Assignment: Write a continuation of the article about Fi Duffy-Scott's maker database, beginning after its final sentence.

ISSUE 01 | PHOTO STORY
Building a Maker Database
As a product design graduate, Fi Duffy-Scott set off on an adventure. She toured Scotland’s industrial estates to uncover the hidden manufacturing skills on art and design graduates’ doorsteps. At the end of her expedition, she set up an online database to encourage creatives and creators to get together.
By Veronica Simpson | Photography by Ross Fraser McLean
In 2010, Fi Duffy-Scott was part-way through a product design degree at Glasgow School of Art.
She loved it, but felt troubled by the absence of hands-on making. So she decamped to Philadelphia and Brooklyn, and spent a year learning on the job from the cities’ product and furniture designers. This stint was so compelling that, rather than touting her portfolio around the design agencies back home, Duffy-Scott set off to find out what was being made locally and who was making it.

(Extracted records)
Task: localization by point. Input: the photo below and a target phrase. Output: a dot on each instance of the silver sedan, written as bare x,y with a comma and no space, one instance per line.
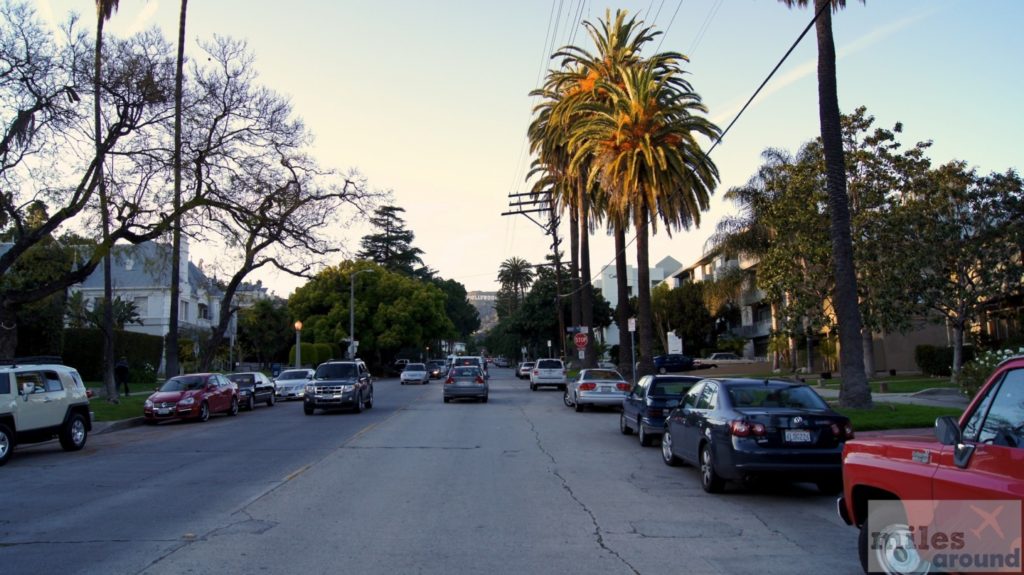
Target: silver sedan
596,387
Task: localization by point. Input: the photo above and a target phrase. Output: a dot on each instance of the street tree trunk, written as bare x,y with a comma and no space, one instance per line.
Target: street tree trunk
854,392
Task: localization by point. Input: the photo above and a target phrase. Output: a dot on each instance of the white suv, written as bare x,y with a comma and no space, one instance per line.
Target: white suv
40,401
548,372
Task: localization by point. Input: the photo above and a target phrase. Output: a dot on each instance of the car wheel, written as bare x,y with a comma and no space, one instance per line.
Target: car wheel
645,439
6,444
668,456
710,481
74,433
889,545
623,428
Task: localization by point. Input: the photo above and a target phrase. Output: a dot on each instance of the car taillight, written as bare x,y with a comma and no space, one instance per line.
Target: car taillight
740,428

Answer section:
With a borrowed video camera and camper van, she embarked on an odyssey around the small manufacturers of the Scottish mainland and islands. She unearthed everything from steelmakers, glass lamp blowers and couture knitting factories to high-end upholsterers. With the help of her friends Kirsti Vana (filming) and Ross Fraser McLean (photography), as well as some Create Scotland and Jerwood funding, the team amassed 120 interviews. They then launched a website to hook up budding designers and makers with the businesses that could produce their ideas: https://make.works
Duffy-Scott’s engaging manner and passion for keeping craft and manufacturing skills alive infect all those who meet her – including the talent scouts at Google. In 2015, they enrolled her on their “Seedcamp Accelerator’” programme, based at Google Campus in London. But the classic start-up model of profit-driven business was not for her. It was hands-on engagement she wanted, not shareholder negotiations. Now make.works is run as a non-profit, with Duffy-Scott at the helm.
But in a world dominated by IKEA flat-packs, how do you promote local and hand-made designs? Thanks to her networking talent – and her Google training – Duffy-Scott has persuaded makers and manufacturers in other regions to create their own local directories. They pay for make.works’ sophisticated software and databases, as well as training and network support. Birmingham joined in 2015. The University of East Anglia’s version goes live by the end of this year, along with Bath & Bristol and Devon & Cornwall. A pan-Swedish sign-up is pending.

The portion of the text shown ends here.